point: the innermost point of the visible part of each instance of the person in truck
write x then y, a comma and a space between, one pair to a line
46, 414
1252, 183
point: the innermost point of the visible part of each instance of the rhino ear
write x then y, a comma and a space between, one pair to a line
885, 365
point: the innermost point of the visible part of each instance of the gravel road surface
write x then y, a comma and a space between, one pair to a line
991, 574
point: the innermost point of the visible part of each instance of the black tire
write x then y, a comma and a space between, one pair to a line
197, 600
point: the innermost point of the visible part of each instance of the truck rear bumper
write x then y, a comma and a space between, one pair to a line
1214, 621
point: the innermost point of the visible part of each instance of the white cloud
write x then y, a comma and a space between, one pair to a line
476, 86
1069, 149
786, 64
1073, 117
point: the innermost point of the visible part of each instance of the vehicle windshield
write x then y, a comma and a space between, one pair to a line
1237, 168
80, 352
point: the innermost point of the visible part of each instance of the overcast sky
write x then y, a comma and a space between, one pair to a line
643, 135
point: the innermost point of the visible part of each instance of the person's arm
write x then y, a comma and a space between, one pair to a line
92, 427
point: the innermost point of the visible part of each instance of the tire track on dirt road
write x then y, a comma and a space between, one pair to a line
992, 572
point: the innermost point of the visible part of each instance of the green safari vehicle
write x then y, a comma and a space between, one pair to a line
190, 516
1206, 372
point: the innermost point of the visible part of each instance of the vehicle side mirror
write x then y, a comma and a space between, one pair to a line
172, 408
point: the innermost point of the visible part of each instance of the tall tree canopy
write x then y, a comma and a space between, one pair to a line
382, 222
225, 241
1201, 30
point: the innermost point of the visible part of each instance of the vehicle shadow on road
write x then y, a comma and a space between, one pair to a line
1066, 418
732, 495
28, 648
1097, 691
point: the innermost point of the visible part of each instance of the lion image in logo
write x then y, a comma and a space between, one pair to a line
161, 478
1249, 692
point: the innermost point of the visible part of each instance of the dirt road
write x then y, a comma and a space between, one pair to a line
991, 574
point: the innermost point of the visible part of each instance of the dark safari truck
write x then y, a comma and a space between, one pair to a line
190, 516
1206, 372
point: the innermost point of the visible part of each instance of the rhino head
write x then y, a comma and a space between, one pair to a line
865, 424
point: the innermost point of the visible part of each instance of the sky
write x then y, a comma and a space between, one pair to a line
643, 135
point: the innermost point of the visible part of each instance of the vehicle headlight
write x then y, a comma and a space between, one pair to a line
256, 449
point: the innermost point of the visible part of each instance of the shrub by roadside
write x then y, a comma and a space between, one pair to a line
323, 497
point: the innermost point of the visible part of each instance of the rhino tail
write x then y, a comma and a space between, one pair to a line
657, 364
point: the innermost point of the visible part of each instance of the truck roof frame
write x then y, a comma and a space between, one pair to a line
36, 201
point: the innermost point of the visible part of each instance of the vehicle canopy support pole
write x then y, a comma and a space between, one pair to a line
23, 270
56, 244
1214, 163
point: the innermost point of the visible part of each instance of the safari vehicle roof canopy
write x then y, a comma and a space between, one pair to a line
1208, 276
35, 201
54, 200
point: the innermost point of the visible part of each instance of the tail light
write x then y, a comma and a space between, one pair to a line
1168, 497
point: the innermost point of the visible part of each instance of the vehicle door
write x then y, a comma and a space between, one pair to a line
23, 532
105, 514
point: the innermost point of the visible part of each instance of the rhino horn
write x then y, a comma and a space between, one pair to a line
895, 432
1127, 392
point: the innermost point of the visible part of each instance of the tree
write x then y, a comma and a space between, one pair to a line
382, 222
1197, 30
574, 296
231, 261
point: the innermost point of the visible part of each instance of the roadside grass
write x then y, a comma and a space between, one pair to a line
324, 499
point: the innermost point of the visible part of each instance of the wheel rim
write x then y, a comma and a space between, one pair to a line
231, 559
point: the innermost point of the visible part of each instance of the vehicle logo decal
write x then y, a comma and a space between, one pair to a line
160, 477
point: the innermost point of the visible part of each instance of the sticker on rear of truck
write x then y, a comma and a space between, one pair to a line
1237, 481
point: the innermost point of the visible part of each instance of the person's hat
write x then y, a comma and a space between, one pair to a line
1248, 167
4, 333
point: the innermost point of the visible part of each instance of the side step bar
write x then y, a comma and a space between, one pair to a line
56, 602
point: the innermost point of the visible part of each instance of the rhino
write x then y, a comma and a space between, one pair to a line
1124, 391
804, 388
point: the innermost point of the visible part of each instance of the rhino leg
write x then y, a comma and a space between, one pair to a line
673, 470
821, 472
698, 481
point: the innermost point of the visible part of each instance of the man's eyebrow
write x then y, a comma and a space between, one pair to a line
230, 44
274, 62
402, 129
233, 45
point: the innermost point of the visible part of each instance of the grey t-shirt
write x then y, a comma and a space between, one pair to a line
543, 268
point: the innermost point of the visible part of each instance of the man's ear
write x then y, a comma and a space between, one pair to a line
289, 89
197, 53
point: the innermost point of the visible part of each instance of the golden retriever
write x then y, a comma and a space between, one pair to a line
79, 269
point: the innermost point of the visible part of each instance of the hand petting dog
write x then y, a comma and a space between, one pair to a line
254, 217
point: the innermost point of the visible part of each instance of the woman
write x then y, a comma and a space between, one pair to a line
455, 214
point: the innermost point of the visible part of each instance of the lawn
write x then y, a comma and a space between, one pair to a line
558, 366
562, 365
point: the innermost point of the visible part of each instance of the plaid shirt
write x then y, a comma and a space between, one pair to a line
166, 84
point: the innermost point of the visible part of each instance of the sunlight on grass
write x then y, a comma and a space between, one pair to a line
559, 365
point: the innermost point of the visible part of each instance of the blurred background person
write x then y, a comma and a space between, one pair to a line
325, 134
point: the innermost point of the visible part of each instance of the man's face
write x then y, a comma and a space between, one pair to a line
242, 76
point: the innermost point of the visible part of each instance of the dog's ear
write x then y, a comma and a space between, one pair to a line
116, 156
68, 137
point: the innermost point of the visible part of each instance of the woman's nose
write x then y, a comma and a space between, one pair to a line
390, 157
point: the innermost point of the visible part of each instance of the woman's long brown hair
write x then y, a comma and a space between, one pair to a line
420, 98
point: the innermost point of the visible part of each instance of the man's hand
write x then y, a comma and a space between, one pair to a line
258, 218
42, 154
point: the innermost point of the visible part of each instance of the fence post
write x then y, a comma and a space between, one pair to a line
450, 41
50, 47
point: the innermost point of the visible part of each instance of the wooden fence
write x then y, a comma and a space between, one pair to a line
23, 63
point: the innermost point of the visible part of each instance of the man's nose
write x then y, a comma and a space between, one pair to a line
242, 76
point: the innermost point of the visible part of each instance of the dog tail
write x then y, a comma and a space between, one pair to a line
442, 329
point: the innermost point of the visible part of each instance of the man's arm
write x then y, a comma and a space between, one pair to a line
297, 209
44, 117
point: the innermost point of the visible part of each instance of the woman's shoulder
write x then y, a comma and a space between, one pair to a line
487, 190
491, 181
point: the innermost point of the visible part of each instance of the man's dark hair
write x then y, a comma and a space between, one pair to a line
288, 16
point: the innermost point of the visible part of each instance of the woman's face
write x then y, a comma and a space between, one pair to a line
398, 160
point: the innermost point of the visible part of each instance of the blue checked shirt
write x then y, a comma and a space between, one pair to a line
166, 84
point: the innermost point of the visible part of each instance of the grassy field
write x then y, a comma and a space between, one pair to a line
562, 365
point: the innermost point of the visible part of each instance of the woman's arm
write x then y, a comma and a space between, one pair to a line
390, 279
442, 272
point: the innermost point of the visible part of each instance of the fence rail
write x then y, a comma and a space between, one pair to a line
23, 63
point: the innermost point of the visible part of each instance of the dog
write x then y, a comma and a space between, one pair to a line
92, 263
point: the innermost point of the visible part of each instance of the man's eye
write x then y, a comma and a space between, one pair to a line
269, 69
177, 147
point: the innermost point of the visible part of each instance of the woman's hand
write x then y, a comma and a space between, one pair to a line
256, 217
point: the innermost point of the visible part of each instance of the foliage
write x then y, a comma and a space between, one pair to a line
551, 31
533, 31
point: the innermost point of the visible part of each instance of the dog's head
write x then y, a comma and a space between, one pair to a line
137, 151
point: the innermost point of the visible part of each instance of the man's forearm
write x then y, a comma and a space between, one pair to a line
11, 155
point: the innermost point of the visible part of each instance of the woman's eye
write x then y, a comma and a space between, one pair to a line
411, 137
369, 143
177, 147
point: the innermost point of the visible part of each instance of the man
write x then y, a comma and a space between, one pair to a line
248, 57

***

What to work on: The lines above that include "person" should each be listed.

Answer box:
point: the innermost point of the visible part of each instance of the person in truck
point: the innermost point of the visible part of each instance of the person's arm
point: the innermost point of the visible part of each instance of the person's hat
point: the innermost point of the visible part of each instance of the blurred background person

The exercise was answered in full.